At the moment, the immediate question for anyone in the path of the storm is — or should be — “how can I keep myself and my loved ones safe?” But another question may be lingering in the background. It’s the same question that came up in April, when a series of killer tornadoes tore up the South in April, and in May, when floods ravaged the entire Mississippi River basin, and in July, when killer heat waves seared the Midwest and Northeast, and in August, when Texas officially completed its worst one-year drought on record — a drought that isn’t over by a long shot.
The question: is this weather disaster caused by climate change?
Here's the right question: is climate change making this storm worse than it would have been otherwise?
For one thing, sea-surface temperatures in the Atlantic Ocean are higher now than they used to be, thanks to global warming, and ocean heat is what gives hurricanes their power. All other things being equal, a warmer ocean means a more powerful storm. It’s hard to say that all other things are exactly equal here, but it’s certainly plausible that Irene would have been a little weaker if precisely the same storm had come through, say, 50 years ago.

**Exercise A:** In the climate change passage, what gives hurricanes their power?
**Exercise B:** Resume the passage on climate change and hurricanes, continuing after its final sentence.

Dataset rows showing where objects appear
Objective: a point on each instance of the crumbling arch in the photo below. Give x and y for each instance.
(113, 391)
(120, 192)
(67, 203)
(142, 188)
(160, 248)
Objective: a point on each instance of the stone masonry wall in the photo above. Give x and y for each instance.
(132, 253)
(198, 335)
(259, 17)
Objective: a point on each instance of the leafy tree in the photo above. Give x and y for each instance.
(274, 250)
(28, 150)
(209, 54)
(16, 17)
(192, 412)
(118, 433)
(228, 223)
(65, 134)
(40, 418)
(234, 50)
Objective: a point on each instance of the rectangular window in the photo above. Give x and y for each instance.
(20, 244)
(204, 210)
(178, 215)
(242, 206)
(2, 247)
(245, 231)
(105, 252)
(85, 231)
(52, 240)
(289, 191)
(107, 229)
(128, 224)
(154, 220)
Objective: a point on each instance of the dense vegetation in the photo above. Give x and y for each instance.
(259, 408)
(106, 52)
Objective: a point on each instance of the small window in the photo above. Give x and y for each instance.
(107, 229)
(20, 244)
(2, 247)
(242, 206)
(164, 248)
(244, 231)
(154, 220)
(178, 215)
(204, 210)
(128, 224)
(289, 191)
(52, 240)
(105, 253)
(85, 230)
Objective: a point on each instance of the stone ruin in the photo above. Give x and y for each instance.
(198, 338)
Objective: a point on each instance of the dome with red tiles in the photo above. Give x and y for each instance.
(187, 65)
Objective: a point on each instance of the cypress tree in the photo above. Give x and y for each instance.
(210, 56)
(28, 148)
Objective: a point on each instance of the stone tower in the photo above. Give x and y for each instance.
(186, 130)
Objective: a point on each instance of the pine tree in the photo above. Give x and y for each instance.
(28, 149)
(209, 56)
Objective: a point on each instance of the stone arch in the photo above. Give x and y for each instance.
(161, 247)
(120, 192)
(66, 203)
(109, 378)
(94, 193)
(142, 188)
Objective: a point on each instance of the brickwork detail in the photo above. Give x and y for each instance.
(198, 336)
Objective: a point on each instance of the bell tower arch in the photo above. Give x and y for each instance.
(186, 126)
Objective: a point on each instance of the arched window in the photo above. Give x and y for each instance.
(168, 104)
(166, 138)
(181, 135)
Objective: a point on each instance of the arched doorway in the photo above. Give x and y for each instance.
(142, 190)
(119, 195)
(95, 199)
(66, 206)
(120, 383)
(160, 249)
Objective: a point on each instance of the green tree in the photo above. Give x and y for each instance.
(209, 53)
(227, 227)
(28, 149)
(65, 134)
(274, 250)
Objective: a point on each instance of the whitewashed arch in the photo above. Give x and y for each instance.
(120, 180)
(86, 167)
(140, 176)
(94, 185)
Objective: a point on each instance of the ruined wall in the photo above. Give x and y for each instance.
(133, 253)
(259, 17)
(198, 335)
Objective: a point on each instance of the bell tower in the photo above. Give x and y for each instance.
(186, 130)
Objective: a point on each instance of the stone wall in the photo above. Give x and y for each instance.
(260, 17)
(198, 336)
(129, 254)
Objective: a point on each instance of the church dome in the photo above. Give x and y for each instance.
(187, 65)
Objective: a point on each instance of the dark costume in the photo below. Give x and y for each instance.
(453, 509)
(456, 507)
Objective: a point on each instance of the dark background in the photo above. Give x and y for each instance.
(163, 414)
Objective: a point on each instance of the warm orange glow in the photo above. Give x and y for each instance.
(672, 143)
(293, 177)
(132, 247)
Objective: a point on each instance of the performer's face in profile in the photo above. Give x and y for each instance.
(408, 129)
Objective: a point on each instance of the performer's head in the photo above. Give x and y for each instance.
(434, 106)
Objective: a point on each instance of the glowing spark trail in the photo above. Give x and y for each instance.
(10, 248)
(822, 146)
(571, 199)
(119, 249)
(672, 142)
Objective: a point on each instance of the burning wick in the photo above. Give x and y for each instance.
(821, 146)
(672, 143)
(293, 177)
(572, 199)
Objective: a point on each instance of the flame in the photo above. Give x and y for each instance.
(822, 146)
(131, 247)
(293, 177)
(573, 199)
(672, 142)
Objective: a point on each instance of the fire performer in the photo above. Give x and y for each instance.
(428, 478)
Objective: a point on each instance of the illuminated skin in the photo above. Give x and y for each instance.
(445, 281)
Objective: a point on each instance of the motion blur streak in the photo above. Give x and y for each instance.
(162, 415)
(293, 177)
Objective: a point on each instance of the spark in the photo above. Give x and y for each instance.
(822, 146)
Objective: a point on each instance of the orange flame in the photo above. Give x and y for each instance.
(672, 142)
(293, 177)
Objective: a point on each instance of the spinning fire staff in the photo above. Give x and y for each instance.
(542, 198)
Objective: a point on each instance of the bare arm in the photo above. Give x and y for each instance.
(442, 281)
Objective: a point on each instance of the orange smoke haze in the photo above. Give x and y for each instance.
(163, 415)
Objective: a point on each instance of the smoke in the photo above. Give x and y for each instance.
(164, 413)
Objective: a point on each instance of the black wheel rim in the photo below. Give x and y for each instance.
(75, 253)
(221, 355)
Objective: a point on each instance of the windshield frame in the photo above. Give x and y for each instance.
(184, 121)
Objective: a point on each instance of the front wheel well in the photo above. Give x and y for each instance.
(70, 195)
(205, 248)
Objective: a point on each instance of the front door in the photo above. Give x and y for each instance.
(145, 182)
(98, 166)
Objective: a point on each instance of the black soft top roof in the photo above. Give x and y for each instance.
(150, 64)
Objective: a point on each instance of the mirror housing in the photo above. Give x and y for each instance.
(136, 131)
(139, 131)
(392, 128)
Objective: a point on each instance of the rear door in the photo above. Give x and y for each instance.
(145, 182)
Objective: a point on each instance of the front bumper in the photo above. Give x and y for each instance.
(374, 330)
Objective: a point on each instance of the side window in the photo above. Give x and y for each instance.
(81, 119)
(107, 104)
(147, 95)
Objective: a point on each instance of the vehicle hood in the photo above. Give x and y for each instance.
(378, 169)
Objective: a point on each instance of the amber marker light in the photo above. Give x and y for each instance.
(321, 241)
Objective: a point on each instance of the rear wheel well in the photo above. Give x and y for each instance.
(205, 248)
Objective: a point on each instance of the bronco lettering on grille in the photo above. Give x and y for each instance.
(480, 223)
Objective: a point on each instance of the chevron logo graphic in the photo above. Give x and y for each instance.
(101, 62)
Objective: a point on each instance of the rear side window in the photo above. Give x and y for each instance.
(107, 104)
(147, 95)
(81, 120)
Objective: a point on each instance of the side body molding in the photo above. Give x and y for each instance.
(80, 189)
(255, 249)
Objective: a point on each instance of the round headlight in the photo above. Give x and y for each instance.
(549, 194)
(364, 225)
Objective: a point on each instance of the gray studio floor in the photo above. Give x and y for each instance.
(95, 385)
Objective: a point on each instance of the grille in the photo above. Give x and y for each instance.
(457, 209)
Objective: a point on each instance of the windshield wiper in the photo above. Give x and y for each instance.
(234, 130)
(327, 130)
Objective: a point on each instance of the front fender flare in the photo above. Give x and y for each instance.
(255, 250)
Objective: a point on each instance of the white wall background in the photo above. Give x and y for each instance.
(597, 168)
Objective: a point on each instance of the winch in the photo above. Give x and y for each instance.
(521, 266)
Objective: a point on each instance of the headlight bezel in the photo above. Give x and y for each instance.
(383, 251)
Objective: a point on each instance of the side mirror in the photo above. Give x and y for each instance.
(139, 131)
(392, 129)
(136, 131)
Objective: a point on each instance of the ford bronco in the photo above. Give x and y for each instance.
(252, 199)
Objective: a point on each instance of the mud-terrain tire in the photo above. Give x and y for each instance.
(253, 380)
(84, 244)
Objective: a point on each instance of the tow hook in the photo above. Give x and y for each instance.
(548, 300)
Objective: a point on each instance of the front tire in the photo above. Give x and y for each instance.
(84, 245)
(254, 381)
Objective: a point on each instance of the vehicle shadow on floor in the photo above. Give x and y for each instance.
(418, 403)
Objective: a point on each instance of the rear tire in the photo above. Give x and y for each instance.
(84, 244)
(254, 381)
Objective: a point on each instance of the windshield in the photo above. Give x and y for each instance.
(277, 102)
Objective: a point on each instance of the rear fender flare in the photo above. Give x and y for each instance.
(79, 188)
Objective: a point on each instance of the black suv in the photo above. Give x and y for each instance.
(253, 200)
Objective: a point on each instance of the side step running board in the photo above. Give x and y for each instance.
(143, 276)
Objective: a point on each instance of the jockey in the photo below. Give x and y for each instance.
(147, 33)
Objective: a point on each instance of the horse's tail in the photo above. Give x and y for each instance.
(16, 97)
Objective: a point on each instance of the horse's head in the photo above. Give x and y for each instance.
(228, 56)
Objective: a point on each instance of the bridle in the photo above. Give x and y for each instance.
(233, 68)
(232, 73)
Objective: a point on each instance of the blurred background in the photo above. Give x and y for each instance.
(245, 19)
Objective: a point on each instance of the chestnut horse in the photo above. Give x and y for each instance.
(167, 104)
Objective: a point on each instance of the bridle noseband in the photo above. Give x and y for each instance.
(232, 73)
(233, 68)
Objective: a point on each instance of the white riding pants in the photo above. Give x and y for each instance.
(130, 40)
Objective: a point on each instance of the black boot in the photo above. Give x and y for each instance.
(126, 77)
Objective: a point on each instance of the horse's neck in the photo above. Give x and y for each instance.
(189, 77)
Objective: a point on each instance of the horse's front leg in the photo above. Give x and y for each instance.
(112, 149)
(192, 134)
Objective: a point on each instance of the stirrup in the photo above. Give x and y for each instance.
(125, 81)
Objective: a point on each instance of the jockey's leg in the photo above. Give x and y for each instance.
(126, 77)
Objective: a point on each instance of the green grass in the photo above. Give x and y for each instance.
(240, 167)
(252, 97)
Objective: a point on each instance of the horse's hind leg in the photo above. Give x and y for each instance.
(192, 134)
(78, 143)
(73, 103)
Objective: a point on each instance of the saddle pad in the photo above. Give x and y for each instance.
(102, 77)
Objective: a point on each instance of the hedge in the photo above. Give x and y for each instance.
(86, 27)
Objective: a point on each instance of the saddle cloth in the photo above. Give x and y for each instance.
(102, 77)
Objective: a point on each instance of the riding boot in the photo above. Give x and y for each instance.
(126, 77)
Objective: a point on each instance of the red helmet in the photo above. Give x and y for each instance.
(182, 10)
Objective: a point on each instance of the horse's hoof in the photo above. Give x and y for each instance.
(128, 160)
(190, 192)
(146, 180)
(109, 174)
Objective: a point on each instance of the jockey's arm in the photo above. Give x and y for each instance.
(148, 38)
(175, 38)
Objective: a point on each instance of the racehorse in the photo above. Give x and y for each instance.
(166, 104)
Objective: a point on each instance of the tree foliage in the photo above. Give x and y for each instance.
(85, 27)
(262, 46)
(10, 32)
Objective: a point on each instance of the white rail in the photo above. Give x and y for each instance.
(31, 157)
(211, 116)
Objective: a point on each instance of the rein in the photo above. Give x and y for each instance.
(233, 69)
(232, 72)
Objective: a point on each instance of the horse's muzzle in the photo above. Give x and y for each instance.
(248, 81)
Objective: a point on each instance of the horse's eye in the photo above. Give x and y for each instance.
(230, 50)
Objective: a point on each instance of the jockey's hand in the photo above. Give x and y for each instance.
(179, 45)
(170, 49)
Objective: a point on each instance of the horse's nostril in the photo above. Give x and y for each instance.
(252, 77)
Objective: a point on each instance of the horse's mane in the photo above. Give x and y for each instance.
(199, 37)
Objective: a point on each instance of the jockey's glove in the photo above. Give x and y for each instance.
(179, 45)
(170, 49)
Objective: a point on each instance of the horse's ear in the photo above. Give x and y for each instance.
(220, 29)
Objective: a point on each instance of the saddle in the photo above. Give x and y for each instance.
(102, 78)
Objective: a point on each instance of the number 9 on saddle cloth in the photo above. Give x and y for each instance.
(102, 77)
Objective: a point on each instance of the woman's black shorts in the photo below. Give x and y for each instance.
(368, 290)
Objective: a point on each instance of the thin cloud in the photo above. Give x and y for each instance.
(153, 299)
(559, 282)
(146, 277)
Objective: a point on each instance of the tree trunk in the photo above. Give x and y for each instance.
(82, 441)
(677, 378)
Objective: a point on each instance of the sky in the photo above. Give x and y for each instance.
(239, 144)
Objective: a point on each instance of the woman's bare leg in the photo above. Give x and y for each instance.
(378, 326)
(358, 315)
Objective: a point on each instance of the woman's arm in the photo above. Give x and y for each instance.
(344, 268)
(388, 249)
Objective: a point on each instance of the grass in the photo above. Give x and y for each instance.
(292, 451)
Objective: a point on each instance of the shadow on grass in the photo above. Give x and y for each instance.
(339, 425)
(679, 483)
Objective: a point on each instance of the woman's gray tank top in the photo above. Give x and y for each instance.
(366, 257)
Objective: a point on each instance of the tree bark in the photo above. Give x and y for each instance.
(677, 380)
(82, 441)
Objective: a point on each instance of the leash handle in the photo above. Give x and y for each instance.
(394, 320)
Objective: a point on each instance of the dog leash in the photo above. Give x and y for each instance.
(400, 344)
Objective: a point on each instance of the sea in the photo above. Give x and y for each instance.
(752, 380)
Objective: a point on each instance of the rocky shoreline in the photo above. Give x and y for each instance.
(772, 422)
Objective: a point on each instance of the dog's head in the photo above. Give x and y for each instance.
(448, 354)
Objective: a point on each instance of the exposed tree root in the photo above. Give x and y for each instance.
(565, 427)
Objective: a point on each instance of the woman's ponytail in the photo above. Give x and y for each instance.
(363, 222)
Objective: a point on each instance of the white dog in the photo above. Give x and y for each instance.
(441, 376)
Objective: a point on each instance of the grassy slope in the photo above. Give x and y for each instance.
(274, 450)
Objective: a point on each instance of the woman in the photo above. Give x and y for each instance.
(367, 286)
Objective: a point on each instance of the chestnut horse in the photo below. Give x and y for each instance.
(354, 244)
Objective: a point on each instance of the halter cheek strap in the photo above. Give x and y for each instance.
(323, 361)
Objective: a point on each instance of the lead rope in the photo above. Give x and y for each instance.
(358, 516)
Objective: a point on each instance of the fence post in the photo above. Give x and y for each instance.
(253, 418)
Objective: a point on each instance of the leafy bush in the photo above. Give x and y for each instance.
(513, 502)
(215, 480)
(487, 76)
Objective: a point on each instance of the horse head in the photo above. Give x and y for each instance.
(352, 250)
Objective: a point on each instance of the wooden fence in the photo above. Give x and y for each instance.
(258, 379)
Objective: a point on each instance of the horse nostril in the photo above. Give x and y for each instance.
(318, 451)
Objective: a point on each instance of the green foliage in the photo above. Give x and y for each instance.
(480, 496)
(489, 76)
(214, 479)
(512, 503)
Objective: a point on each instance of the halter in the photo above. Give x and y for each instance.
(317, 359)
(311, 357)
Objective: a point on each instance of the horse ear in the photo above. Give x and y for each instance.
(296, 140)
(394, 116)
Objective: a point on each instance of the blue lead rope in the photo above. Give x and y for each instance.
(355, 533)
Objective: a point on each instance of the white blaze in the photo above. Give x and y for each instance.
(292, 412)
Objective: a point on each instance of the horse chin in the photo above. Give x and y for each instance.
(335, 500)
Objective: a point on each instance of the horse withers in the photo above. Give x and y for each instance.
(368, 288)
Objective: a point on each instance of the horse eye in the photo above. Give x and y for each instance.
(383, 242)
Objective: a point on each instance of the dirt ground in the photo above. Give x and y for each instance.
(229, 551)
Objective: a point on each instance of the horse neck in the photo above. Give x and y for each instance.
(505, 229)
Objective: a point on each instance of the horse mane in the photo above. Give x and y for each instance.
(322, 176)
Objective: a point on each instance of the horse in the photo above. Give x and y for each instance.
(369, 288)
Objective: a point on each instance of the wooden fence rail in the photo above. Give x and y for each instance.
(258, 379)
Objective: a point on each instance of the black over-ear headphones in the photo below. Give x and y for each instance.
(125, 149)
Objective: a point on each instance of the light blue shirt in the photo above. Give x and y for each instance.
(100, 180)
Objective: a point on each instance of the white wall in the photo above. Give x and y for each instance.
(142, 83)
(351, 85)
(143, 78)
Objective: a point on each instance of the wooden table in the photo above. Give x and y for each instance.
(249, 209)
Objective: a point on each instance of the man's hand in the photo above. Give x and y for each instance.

**Answer A:** Ocean heat.

**Answer B:**
What we know for sure, however is that thanks largely to climate change, sea level is about 13 inches higher in the New York area than it was a century ago. The greatest damage from hurricanes comes not from high winds and torrential rains — although those do cause a lot of damage. It’s from the storm surge, the tsunami-like wall of water a hurricane pushes ahead of it to crash onto the land. It was Hurricane Katrina’s storm surge, not the wind or rain, that destroyed New Orleans back in 2005.
With an extra foot of sea level to start with, in other words, Irene’s storm surge is going to have a head start. And climate change is a big part of the reason why.
The relationship between climate change and hurricanes is one that scientists are still trying to understand. As I mentioned above, warm ocean waters provide the energy that keeps a hurricane going. That's why the storms lose energy when they pass over land, and why they gain energy when they pass over warmer water (as Katrina did when it entered the Gulf of Mexico after crossing Florida).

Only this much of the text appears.